#### [Vorliegender Auszug]
--*--
Norm
ABGB §26Kopf
SZ 51/3
Spruch
Die Bestimmung des § 155 Abs. 1 ZPO findet sinngemäß auch auf den Fall des Untergangs einer juristischen Person Anwendung
Die mangelnde Parteifähigkeit einer Arbeitsgemeinschaft kann dadurch beseitigt werden, daß die einzelnen Mitglieder einer solchen Gesellschaft bürgerlichen Rechts als Parteien in den Prozeß eintreten
Hat sich das Erstgericht mit der Frage der Vertretungsmacht des einschreitenden Rechtsanwaltes überhaupt nicht auseinandergesetzt und das Berufungsgericht die Vertretungsmacht nur für ein Mitglied der ARGE angenommen, liegt eine das Revisionsgericht bindende, den Bestand eines Vollmachtsverhältnisses bejahende Entscheidung beider Instanzen nicht vor
Die Vertretungsmacht des Einschreiters ist absolute Prozeßvoraussetzung. Wenn sie fehlt und die Prozeßführung nicht nachträglich genehmigt wird ist das Verfahren für nichtig zu erklären
OGH 11. Jänner 1978, 8 Ob 555/77 (OLG Innsbruck 5 R 175/77; LG Innsbruck 6 Cg 571/76)
Text
Die Firma E S E AG, Zweigniederlassung S begehrt mit der gegen die "Arbeitsgemeinschaft Brückenbauten im Raume Wörgl ST-U" eingebrachten Klage nach Modifizierung des Klagebegehrens auf Grund verschiedener Lieferungen Zahlung von 168 199.36 S. Die Empfangnahme der der bezeichneten Arbeitsgemeinschaft zugestellten Klage samt Ladung zur ersten Tagsatzung wurde auf dem Zustellausweis mit der Unterschrift "R W" unter dem Firmenaufdruck "ST Straßen- und Tiefbauunternehmung AG, Zweigniederlassung Tirol und Vorarlberg" bestätigt.
Die beklagte Arbeitsgemeinschaft wurde bei der ersten Tagsatzung und im folgenden Verfahren durch Rechtsanwalt Dr. H Sch auf Grund einer Vollmacht vertreten, die unter dem Aufdruck "Arbeitsgemeinschaft Brückenbauten im Raume Wörgl ST-U, 6021 Innsbruck, B-Straße 3" die Unterschrift "Sch" und darunter den mit Maschine geschriebenen Beisatz "Für die geschäftsführende ST" trägt. Sie bestritt das Klagebegehren aus sachlichen Gründen, insbesondere wegen Zahlung und Verjährung, und wendete in formeller Hinsicht mangelnde Parteifähigkeit der Beklagten ein, da sie als Arbeitsgemeinschaft keine Rechtspersönlichkeit besitze.
--*--
#### [Datenauszug]
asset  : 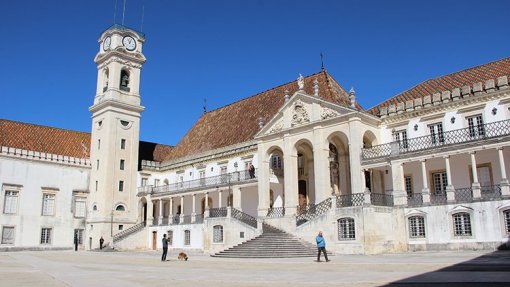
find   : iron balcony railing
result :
[361,120,510,160]
[209,207,227,217]
[296,198,331,226]
[231,208,257,228]
[266,207,285,217]
[138,170,257,193]
[336,193,365,208]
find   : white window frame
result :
[407,215,427,239]
[41,194,57,216]
[0,225,16,245]
[39,227,53,245]
[2,188,21,215]
[337,217,356,241]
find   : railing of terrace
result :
[231,208,257,228]
[336,193,365,208]
[209,207,227,217]
[361,120,510,160]
[138,170,257,193]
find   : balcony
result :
[138,170,257,197]
[361,120,510,161]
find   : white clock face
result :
[122,36,136,51]
[103,37,112,51]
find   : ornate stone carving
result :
[292,100,310,126]
[321,108,338,120]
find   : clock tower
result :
[85,25,145,249]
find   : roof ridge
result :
[367,57,510,111]
[0,119,91,134]
[199,70,323,115]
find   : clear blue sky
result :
[0,0,510,145]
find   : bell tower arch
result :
[86,25,146,249]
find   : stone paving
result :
[0,251,510,287]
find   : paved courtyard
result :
[0,251,510,287]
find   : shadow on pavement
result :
[382,241,510,287]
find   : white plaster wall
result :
[0,157,90,248]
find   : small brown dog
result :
[177,252,188,261]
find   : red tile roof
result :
[161,70,361,160]
[0,119,173,161]
[368,57,510,115]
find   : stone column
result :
[179,195,184,223]
[469,151,482,199]
[168,197,174,225]
[444,156,455,202]
[498,146,510,196]
[232,186,242,211]
[313,127,334,203]
[146,194,154,226]
[349,117,365,193]
[391,162,407,206]
[255,143,270,217]
[420,159,430,204]
[158,199,163,225]
[191,193,197,223]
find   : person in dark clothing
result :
[161,234,168,261]
[315,231,329,262]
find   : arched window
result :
[408,216,425,238]
[213,225,223,243]
[120,70,129,92]
[503,209,510,234]
[337,217,356,241]
[453,212,473,236]
[184,230,191,245]
[167,230,174,245]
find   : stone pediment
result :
[255,91,352,137]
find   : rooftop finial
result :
[349,87,356,109]
[313,78,319,97]
[298,74,305,91]
[321,52,324,71]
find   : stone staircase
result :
[211,223,318,258]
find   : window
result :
[503,209,510,234]
[74,229,83,245]
[429,123,444,145]
[2,226,14,244]
[184,230,191,245]
[404,175,413,197]
[408,216,425,238]
[453,212,472,236]
[395,130,409,149]
[337,217,356,241]
[432,171,448,194]
[74,196,87,217]
[467,115,485,138]
[271,155,283,169]
[213,225,223,243]
[41,228,51,244]
[4,190,19,214]
[167,230,174,245]
[42,193,55,216]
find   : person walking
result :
[315,231,329,262]
[161,234,168,261]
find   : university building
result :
[0,25,510,254]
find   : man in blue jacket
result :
[315,231,329,262]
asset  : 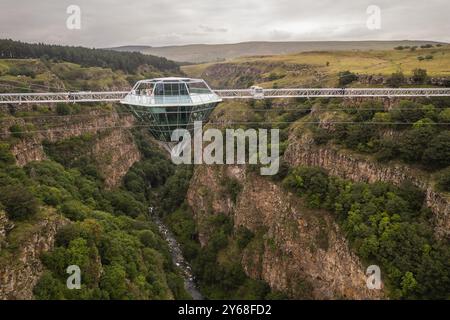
--*--
#### [Ihre Aufgabe]
Überarbeiten Sie in der Entscheidung die Passage von „Die beklagte Arbeitsgemeinschaft“ bis einschließlich „keine Rechtspersönlichkeit besitze.“, indem Sie „Tagsatzung“ durch „Verhandlung“ ersetzen. Die Zeilen sind für die Bearbeitung ohne Belang.

#### [Antwort zur Aufgabe]
Die beklagte Arbeitsgemeinschaft wurde bei der ersten Verhandlung und im folgenden Verfahren durch Rechtsanwalt Dr. H Sch auf Grund einer Vollmacht vertreten, die unter dem Aufdruck "Arbeitsgemeinschaft Brückenbauten im Raume Wörgl ST-U, 6021 Innsbruck, B-Straße 3" die Unterschrift "Sch" und darunter den mit Maschine geschriebenen Beisatz "Für die geschäftsführende ST" trägt. Sie bestritt das Klagebegehren aus sachlichen Gründen, insbesondere wegen Zahlung und Verjährung, und wendete in formeller Hinsicht mangelnde Parteifähigkeit der Beklagten ein, da sie als Arbeitsgemeinschaft keine Rechtspersönlichkeit besitze.